*What you should do*:
In the article below about 50 Cent and the Flenory and McGriff families, list each charge named in the sentence beginning "That same year, McGriff" for which McGriff received a life sentence.

━━━ Study text ━━━

At its peak, the Supreme Team’s operations included extensive drug distribution networks and a hierarchical structure as the group grew into a powerful criminal enterprise.

In one clip posted over this past weekend that scuffed Fif’s Timberlands, Supreme Jr. is talking to the father and son. He said the “moment is monumental” because it brings both drug families together. The clothes designer gives T a shirt that says “Free Preme/ Free Meech,” and tells him that he drove nine hours to make sure that the three of them meet.

T graciously accepted the shirt and said that he respected the elder Supreme, calling him an “honorable” man.

In response to the video and the photos. on Tuesday, June 18, 50 Cent wrote, “Hey I know T feel like he is not making the money @lilmeechbmf is making but I thought they would all be happy for him.”

“It’s not like I didn’t help your family make millions,” he continued. “Cool when STARZ start suggesting the wrong moves, I’m simply going to sit and watch. Don’t worry you will be off the air in no time.”

The post 50 shared includes a screenshot of a comment where one social media user told T, “so you came home to a series started by 50 about your family and I’m sure check came behind that and it helped your transition home.”

“And you go take these pics with this clout chasing kid who is allegedly supreme son and you know the history with preme and 50,” the user continued. They also noted that T has been pulling antics such as this fir years “trying to antagonize 50 I see why Meech wasn’t messing with you.”

Why does the co-founder of one of the biggest drug families in Black American history care about 50 Cent’s feuds? The connection runs deep.

While T and his brother, Demetrius “Big Meech” Flenory, were incarcerated, 50 Cent transformed their BMF (Black Mafia Family) saga into a household name with a hit series on Starz. Not only did 50 Cent get a letter from Big Meech giving him permission to tell the brothers’ story, but he effectively transformed T’s nephew, Lil Meech Flenory Jr., into a celebrity.

As a seasoned street figure, T should have been well aware of claims about the alleged attempt by Supreme to have 50 Cent killed in the infamous incident where the rapper was shot nine times while sitting in a car outside his grandmother’s home.

According to an affidavit connected to the Murder Inc. investigation, the motive behind the attempt on his life is widely believed to be a 50 record called “Ghetto Quran.” The track referenced Supreme, the infamous drug lord who once ruled the Baisley Park projects, who is now serving a life sentence for drug trafficking, racketeering, and murder.

New York Magazine reports the affidavit says, “McGriff was involved with the shooting of another rap artist, ‘50 Cent,’ who wrote a song exposing McGriff’s criminal activities.”

Supreme Jr. has denied these allegations, though the rumor has existed for decades.

Adding to the complexity, Supreme’s son has been stirring controversy over the past few months by suggesting that 50 Cent’s mother, who tragically died when 50 was 8, might have had a relationship with Supreme — hinting that Supreme Jr. and the rapper could be brothers — and joking that he is going to have a DNA test with 50’s estranged eldest son, Marquise Jackson.

Another reason 50 Cent feels disrespected by T and his son stems from a personal connection. Big Meech himself allegedly said that the show strengthened the bond with his 24-year-old son, who portrays him on the series.

“The significance in him being able to play his dad, for me, the point I get really excited about is his dad,” 50 said in an interview with XXL in 2022. “When he’s on the phone, he’ll call and talk and say, ‘I don’t know if you’re conscious to this when you was doing this but you moved him closer to me. Because he’s spending more time thinking about things that we experienced, things that we did, and he not going to jail.'”

In 2007, Big Meech pleaded guilty and was sentenced to 30 years in prison for maintaining a continuing criminal enterprise and money laundering. An order filed on Feb. 27 reduced Big Meech’s sentence from 324 months to 292 months.

That same year, McGriff, who also had close ties to 50’s other rap enemies, Ja Rule, received a life sentence for Racketeering, Double Murder-for-hire Homicides, Narcotics Trafficking, and Laundering Drug Proceeds.

50 Cent’s “BMF” series has just wrapped its third season and has been renewed for a fourth.

━━━ Supplied data ━━━

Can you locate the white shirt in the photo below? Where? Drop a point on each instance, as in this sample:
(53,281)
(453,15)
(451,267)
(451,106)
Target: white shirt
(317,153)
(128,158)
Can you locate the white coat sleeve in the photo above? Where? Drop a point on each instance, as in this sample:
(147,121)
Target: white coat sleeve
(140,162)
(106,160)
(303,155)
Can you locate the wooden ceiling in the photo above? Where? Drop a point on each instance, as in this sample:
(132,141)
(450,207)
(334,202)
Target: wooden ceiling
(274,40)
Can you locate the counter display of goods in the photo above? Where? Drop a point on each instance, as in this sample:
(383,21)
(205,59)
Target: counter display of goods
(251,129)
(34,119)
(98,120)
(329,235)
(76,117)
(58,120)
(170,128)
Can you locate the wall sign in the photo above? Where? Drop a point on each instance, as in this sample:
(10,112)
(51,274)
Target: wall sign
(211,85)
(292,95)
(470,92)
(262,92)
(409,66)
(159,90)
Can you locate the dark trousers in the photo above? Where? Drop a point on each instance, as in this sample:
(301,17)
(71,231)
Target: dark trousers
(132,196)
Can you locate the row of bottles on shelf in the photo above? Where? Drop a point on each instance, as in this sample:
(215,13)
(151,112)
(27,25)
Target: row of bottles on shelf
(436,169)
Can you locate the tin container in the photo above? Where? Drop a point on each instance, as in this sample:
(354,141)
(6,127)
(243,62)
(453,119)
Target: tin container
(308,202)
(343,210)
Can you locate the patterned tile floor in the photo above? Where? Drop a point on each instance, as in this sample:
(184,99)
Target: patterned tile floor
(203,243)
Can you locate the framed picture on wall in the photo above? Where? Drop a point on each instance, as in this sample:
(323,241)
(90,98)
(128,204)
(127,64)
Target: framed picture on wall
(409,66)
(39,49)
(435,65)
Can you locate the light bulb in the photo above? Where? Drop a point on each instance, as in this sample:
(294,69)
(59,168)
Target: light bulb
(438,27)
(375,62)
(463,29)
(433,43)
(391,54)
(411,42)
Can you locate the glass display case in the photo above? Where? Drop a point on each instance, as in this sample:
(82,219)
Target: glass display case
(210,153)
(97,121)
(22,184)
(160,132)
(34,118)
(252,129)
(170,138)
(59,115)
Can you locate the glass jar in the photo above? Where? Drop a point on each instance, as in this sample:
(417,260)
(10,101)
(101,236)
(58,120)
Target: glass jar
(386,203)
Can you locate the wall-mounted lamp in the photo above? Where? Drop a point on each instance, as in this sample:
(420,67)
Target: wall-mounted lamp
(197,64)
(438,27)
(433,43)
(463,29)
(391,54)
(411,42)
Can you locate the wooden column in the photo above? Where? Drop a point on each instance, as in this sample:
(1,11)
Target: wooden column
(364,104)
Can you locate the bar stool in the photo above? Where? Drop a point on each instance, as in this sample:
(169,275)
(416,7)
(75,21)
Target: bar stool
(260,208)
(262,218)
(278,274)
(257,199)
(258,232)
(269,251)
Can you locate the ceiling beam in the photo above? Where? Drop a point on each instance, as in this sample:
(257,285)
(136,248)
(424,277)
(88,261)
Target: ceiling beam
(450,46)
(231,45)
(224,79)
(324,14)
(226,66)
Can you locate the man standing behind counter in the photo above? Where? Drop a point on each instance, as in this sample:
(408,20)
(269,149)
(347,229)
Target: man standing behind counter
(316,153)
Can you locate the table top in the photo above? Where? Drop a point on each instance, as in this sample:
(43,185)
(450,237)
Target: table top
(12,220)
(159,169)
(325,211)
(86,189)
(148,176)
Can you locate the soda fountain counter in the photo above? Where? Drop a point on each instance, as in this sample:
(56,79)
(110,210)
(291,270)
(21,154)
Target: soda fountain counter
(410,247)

━━━

*Response area*:
- Racketeering
- Double Murder-for-hire Homicides
- Narcotics Trafficking
- Laundering Drug Proceeds